• _To be done_
Rewrite the material with "wooden" swapped for "metal" and nothing else changed. Omit the pictures.

• _Rows_
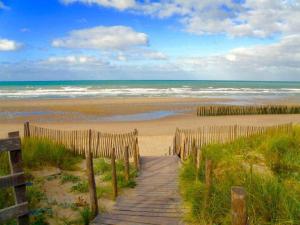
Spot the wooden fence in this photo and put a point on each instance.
(219, 110)
(184, 139)
(16, 179)
(79, 141)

• _Final result_
Spot the metal fence in this photo and put a point on each instance.
(219, 110)
(184, 139)
(16, 179)
(79, 141)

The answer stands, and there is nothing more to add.